> **Try it**
Repeat the records word for word.

── Excerpted records ──

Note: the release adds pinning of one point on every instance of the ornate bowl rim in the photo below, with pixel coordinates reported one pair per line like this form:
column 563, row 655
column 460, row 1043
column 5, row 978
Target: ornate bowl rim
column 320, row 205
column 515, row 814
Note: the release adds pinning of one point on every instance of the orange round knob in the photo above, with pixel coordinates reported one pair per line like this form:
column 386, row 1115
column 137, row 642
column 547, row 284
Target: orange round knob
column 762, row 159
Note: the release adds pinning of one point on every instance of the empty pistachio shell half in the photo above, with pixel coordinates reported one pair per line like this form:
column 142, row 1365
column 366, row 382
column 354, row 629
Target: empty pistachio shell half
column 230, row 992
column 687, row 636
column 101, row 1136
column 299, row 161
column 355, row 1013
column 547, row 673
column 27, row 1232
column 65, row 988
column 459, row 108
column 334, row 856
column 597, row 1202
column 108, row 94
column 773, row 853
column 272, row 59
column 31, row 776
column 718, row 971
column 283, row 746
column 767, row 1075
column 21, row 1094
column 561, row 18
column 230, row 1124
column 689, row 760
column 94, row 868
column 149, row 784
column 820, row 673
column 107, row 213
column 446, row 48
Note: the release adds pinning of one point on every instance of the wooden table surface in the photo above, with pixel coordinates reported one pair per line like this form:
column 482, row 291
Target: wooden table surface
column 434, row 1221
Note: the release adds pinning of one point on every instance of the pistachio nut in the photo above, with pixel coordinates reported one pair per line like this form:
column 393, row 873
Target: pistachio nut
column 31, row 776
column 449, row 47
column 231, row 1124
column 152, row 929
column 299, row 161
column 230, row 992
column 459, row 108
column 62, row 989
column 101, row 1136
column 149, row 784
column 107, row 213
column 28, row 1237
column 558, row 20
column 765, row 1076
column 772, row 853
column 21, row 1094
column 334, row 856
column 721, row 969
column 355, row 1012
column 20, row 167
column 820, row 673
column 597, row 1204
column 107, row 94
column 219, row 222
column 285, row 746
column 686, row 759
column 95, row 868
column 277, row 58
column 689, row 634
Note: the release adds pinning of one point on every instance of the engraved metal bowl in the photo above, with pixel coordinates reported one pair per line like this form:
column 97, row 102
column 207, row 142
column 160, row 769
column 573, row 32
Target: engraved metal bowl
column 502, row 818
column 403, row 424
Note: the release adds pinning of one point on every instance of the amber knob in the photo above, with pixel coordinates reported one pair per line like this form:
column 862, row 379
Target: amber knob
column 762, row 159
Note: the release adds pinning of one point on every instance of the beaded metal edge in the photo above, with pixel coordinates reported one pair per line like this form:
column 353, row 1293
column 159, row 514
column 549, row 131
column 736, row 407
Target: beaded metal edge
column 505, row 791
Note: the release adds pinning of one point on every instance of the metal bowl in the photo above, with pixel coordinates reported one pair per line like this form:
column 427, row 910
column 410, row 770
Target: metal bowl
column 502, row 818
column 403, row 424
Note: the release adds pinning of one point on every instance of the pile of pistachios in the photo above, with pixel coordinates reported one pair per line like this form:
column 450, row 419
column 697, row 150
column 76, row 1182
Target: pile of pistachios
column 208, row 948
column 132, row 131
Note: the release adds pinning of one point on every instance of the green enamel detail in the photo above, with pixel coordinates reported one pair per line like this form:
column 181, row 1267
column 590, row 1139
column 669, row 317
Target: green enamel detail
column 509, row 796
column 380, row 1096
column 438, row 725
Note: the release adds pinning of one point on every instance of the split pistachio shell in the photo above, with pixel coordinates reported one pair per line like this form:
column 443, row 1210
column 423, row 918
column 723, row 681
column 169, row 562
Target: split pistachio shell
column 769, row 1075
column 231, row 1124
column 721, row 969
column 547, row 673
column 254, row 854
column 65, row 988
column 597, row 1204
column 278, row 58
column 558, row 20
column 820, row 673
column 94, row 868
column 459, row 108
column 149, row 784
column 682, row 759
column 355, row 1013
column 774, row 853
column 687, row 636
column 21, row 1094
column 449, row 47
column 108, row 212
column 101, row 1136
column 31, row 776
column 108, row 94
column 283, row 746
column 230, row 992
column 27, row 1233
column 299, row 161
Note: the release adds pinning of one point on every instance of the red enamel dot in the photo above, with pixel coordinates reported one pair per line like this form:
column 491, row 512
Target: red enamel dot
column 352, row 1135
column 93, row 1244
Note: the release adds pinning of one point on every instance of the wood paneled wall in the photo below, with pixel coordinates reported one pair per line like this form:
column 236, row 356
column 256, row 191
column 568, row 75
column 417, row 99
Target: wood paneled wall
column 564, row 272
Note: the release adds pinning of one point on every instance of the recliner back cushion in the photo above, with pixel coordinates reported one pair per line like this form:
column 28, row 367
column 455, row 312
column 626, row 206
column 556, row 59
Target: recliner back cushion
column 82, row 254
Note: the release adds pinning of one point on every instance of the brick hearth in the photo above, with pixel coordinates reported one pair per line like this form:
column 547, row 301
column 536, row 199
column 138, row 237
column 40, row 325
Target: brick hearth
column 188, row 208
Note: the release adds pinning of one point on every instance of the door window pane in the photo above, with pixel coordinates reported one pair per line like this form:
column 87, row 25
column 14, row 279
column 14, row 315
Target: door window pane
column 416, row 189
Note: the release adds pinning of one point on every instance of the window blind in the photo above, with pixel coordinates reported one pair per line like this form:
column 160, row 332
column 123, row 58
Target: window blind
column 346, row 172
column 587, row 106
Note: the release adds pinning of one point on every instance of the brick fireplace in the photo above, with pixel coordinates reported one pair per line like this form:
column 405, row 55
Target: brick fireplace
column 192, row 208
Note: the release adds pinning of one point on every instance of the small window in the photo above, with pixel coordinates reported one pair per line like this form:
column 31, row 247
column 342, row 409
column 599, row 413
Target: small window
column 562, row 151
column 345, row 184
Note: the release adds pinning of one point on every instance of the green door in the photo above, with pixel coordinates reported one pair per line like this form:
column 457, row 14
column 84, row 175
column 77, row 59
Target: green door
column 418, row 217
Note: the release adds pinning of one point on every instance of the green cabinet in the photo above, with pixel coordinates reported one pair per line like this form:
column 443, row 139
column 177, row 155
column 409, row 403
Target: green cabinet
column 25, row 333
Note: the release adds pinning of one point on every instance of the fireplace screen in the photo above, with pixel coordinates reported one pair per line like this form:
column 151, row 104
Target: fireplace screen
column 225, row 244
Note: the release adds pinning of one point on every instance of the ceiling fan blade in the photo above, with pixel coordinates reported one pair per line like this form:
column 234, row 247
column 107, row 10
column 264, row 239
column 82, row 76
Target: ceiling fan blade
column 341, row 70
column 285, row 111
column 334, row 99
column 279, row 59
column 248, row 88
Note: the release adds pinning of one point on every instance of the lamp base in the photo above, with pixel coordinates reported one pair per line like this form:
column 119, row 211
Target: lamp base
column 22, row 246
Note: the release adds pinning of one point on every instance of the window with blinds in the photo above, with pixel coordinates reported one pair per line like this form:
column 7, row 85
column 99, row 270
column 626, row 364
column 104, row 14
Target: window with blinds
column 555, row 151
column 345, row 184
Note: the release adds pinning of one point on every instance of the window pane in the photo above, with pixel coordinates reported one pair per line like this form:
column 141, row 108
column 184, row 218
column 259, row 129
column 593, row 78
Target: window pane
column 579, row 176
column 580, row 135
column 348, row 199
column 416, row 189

───

> **Answer to this task**
Note: the release adds pinning of one point on every instance of the ornate bowl rim in the photo below, with pixel coordinates reported one pair per line like this form:
column 563, row 655
column 460, row 1043
column 5, row 978
Target: ornate bowl rim
column 320, row 205
column 515, row 814
Note: the release adds pinning of one point on every instance of the orange round knob in the photo above, with pixel coordinates reported one pair per line like this form:
column 386, row 1115
column 137, row 642
column 547, row 284
Target: orange round knob
column 762, row 159
Note: the release adds pinning of one point on every instance of the empty pistachio shell half in the photo above, with pixel coordinates reported one pair per line like this form:
column 142, row 1365
column 366, row 382
column 354, row 629
Target: empty pistachio shell half
column 230, row 992
column 687, row 636
column 101, row 1136
column 299, row 161
column 355, row 1013
column 547, row 673
column 27, row 1232
column 65, row 988
column 459, row 108
column 334, row 856
column 597, row 1202
column 108, row 94
column 773, row 853
column 272, row 59
column 31, row 776
column 718, row 971
column 283, row 746
column 767, row 1075
column 21, row 1094
column 561, row 18
column 230, row 1124
column 689, row 760
column 94, row 868
column 149, row 784
column 820, row 673
column 107, row 213
column 446, row 48
Note: the release adds pinning of one point on every instance of the wooden table surface in the photo above, with pixel coordinates reported one pair per line like this form:
column 482, row 291
Target: wooden table surface
column 434, row 1221
Note: the release adds pinning of one point on every instance of the pistachio nut in the photo above, with pixel coordinates reported one pair per line like this form:
column 393, row 873
Target: pistachio nut
column 31, row 776
column 449, row 47
column 231, row 1124
column 152, row 929
column 299, row 161
column 230, row 992
column 459, row 108
column 62, row 989
column 101, row 1136
column 149, row 784
column 107, row 213
column 28, row 1237
column 558, row 20
column 765, row 1076
column 772, row 853
column 21, row 1094
column 334, row 856
column 721, row 969
column 355, row 1012
column 20, row 167
column 820, row 673
column 597, row 1204
column 107, row 94
column 219, row 222
column 285, row 746
column 686, row 759
column 95, row 868
column 277, row 58
column 689, row 634
Note: the release adds pinning of one point on every instance of the engraved metal bowl in the photo above, with pixel coordinates reported one pair per line like this form:
column 97, row 102
column 207, row 142
column 160, row 769
column 573, row 32
Target: engraved metal bowl
column 502, row 818
column 403, row 424
Note: the release adds pinning of one point on every instance of the amber knob in the photo above, with pixel coordinates reported one pair per line like this form:
column 862, row 379
Target: amber knob
column 762, row 159
Note: the release adds pinning of one point on every instance of the beaded metal edge in the photo above, with pixel coordinates reported one pair per line like this form:
column 353, row 1293
column 159, row 514
column 549, row 131
column 736, row 407
Target: beaded metal edge
column 505, row 791
Note: the release adds pinning of one point on every instance of the metal bowl in the photo above, with pixel coordinates reported one pair per line like this form:
column 427, row 910
column 410, row 770
Target: metal bowl
column 502, row 818
column 403, row 424
Note: the release adds pinning of one point on every instance of the pile of pistachios in the photo above, with pixel coordinates reported one pair per line like this form:
column 450, row 419
column 697, row 150
column 76, row 1182
Target: pile of pistachios
column 208, row 948
column 132, row 131
Note: the release adds pinning of one point on every instance of the green enamel detail in the photo above, with pixel coordinates reported one pair per line like this form:
column 181, row 1267
column 590, row 1139
column 669, row 317
Target: green enamel detail
column 509, row 796
column 380, row 1096
column 438, row 725
Note: the release adds pinning of one point on every instance of the split pistachio shell in the photo above, with pixel coordinates reported one pair per line like this form:
column 443, row 1210
column 423, row 918
column 723, row 681
column 169, row 562
Target: split pistachio shell
column 769, row 1075
column 231, row 1124
column 721, row 969
column 547, row 673
column 254, row 854
column 65, row 988
column 597, row 1204
column 278, row 58
column 558, row 20
column 820, row 673
column 94, row 868
column 459, row 108
column 149, row 784
column 682, row 759
column 355, row 1013
column 774, row 853
column 687, row 636
column 21, row 1094
column 449, row 47
column 108, row 212
column 101, row 1136
column 31, row 776
column 108, row 94
column 283, row 746
column 230, row 992
column 27, row 1233
column 299, row 161
Note: the release adds pinning of one point on every instance of the red enamel dot in the photo above, with pixel coordinates reported one pair per line like this form:
column 491, row 512
Target: red enamel dot
column 352, row 1135
column 93, row 1244
Note: the release adds pinning of one point on every instance of the wood paneled wall in the photo below, with pixel coordinates reported one pair per line like this form:
column 236, row 356
column 256, row 191
column 568, row 75
column 417, row 99
Target: wood paneled wall
column 564, row 272
Note: the release adds pinning of one point on every instance of the recliner back cushion in the photo above, with pixel coordinates reported one pair per line like this form:
column 28, row 367
column 455, row 312
column 626, row 206
column 556, row 59
Target: recliner back cushion
column 82, row 254
Note: the release adds pinning of one point on every instance of the brick hearth in the photo above, with pixel coordinates reported one pair per line like this form:
column 547, row 301
column 536, row 199
column 138, row 237
column 40, row 325
Target: brick hearth
column 188, row 208
Note: the release adds pinning of one point on every instance of the door window pane in the photo above, with pixel coordinates reported one pair per line like this form:
column 87, row 25
column 14, row 279
column 14, row 315
Target: door window pane
column 416, row 189
Note: the release adds pinning of one point on every instance of the window blind in the photo above, with pixel coordinates reported one pair per line like this form:
column 160, row 332
column 123, row 58
Target: window blind
column 346, row 172
column 587, row 106
Note: the release adds pinning of one point on every instance of the brick fireplace in the photo above, with pixel coordinates reported one pair per line like this form:
column 405, row 55
Target: brick fireplace
column 192, row 208
Note: the release adds pinning of one point on every instance of the small window in the photo above, with pixel coordinates reported one pair per line like this form:
column 31, row 247
column 342, row 409
column 599, row 413
Target: small window
column 562, row 151
column 345, row 184
Note: the release adds pinning of one point on every instance of the green door in the photo above, with pixel coordinates reported one pair per line like this form:
column 457, row 14
column 84, row 175
column 77, row 59
Target: green door
column 418, row 217
Note: the release adds pinning of one point on every instance of the green cabinet in the photo above, with pixel coordinates reported one pair per line like this form:
column 443, row 139
column 177, row 155
column 409, row 403
Target: green cabinet
column 25, row 333
Note: the release adds pinning of one point on every instance of the fireplace screen in the photo above, with pixel coordinates reported one pair per line like this form:
column 151, row 104
Target: fireplace screen
column 225, row 244
Note: the release adds pinning of one point on every instance of the ceiling fan blade in the photo above, with pixel coordinates reported one pair per line like this form:
column 234, row 247
column 107, row 10
column 264, row 239
column 82, row 76
Target: ceiling fan blade
column 341, row 70
column 285, row 111
column 334, row 99
column 279, row 59
column 248, row 88
Note: the release adds pinning of one point on every instance of the lamp base in the photo above, with pixel coordinates reported one pair per line like this form:
column 119, row 211
Target: lamp base
column 22, row 246
Note: the release adds pinning of one point on every instance of the window with blinds in the photo above, with pixel coordinates reported one pair per line like this form:
column 7, row 85
column 99, row 270
column 626, row 364
column 104, row 14
Target: window with blinds
column 555, row 151
column 345, row 184
Note: the release adds pinning of one point on every instance of the window pane in the photo above, with pixel coordinates reported one pair per line like this form:
column 141, row 108
column 184, row 218
column 259, row 129
column 593, row 78
Target: window pane
column 579, row 176
column 580, row 135
column 348, row 199
column 416, row 189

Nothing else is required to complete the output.